__EXERCISE DIRECTIONS__. Pull out every line of the records below that contains the word "positive", copying each one in full. The match is case-sensitive.

__DATA FOR REVIEW__.
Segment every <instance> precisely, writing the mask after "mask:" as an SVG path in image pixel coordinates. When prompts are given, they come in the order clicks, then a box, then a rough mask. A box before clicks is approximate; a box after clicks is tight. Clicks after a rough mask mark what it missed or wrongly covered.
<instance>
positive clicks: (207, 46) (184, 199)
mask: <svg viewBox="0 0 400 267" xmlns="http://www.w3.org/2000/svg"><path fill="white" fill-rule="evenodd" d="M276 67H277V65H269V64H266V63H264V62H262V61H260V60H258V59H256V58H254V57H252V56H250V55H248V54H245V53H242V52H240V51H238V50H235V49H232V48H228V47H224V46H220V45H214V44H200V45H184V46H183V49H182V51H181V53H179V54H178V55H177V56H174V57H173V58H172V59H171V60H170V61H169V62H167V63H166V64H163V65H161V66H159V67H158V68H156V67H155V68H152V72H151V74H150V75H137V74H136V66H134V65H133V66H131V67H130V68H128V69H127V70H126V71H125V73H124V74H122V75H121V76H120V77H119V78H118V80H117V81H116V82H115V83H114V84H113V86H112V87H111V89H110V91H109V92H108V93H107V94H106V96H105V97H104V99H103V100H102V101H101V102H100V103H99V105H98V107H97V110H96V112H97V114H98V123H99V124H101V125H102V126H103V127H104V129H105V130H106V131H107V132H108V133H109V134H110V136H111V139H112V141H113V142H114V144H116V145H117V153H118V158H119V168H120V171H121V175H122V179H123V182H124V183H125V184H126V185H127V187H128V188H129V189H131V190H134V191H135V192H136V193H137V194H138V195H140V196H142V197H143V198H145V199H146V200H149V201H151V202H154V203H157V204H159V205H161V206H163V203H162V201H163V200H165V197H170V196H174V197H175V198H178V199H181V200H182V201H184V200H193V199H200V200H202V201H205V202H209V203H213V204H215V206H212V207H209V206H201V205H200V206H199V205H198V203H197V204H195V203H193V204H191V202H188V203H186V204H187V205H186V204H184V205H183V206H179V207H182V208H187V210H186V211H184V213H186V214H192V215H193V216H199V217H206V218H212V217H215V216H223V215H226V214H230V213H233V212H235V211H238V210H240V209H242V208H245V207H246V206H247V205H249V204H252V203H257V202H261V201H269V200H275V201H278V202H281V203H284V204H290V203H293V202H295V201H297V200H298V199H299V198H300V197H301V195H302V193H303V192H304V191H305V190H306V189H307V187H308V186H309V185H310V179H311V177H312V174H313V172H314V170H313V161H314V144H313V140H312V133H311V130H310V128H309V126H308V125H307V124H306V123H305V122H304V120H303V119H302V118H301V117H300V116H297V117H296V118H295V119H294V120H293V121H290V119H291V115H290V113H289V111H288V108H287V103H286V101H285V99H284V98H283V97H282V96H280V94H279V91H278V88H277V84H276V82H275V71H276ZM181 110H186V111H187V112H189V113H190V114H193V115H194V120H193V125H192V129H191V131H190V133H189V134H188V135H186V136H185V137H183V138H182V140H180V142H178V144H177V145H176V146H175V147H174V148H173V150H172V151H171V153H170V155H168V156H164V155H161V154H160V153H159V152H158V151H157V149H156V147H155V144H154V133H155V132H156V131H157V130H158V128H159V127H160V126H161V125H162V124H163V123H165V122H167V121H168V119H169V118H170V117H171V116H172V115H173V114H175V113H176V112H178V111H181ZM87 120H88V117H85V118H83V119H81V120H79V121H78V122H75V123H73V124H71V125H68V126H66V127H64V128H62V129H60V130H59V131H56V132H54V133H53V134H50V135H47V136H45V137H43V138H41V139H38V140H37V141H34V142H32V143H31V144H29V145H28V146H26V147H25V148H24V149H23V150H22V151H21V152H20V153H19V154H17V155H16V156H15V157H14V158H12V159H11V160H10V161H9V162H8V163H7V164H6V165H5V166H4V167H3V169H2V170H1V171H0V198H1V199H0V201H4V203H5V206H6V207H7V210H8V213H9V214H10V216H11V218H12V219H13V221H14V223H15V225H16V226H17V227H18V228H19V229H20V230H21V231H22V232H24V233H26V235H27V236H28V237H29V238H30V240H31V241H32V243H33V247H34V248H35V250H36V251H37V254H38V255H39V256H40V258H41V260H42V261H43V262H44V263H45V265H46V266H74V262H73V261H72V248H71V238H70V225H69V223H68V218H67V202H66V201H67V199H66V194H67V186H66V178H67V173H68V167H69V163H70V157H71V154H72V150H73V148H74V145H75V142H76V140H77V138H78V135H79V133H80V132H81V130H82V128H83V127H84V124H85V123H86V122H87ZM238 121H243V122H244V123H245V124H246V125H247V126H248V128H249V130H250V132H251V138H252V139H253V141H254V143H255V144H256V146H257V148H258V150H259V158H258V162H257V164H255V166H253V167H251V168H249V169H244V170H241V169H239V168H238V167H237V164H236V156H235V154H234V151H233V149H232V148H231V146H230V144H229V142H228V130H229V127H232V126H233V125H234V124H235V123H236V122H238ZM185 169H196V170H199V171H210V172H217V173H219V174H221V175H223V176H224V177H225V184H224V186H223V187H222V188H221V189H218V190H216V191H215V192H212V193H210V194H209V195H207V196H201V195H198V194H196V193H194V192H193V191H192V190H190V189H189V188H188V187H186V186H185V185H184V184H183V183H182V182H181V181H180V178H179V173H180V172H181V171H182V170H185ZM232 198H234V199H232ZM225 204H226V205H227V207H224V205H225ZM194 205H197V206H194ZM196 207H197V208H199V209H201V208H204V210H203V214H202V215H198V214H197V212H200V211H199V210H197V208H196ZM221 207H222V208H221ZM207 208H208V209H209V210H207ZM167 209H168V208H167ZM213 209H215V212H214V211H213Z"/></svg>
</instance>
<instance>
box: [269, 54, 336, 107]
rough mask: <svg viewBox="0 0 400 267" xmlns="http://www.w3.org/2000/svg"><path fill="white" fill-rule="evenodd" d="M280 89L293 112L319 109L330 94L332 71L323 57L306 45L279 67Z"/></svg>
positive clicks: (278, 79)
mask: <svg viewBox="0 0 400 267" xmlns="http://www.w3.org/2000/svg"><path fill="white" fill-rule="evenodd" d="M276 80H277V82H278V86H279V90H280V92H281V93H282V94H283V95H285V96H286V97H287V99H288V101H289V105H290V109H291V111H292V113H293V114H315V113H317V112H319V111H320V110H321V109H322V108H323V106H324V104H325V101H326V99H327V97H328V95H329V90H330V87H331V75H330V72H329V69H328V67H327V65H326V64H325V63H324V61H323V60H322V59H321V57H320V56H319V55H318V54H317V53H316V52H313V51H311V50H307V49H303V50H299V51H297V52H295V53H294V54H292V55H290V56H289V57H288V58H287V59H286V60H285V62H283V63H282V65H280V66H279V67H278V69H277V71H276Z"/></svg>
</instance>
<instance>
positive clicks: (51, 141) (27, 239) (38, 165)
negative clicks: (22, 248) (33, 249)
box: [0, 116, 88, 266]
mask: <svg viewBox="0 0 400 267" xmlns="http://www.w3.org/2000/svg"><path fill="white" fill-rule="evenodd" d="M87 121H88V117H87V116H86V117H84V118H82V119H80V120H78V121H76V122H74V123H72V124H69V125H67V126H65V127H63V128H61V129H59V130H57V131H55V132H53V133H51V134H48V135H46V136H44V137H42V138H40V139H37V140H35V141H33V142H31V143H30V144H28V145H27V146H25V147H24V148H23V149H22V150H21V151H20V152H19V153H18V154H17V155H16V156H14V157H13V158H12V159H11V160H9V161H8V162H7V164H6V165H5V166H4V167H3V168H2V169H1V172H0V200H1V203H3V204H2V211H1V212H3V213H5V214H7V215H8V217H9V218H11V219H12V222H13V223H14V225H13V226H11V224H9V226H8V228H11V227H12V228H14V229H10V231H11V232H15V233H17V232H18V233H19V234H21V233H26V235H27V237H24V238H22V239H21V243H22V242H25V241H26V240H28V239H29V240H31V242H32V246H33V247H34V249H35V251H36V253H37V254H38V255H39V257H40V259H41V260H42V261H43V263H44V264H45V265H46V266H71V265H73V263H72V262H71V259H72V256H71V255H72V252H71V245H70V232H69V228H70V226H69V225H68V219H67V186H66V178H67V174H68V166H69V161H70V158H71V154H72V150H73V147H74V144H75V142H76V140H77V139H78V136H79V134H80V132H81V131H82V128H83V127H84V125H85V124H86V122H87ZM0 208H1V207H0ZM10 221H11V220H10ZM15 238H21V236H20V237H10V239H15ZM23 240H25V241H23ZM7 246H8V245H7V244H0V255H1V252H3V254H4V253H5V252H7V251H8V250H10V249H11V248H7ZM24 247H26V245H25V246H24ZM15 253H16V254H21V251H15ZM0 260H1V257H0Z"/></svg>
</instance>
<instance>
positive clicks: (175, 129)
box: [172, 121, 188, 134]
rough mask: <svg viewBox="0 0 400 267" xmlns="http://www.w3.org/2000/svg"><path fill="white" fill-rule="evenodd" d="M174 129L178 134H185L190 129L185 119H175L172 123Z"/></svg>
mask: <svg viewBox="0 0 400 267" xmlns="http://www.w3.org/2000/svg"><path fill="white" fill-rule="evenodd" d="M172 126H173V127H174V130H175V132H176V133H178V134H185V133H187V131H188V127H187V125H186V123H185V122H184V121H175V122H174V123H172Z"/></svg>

__RESULT__.
positive clicks: (207, 46) (184, 199)
positive clicks: (278, 79)
positive clicks: (51, 141) (27, 239) (38, 165)
positive clicks: (175, 129)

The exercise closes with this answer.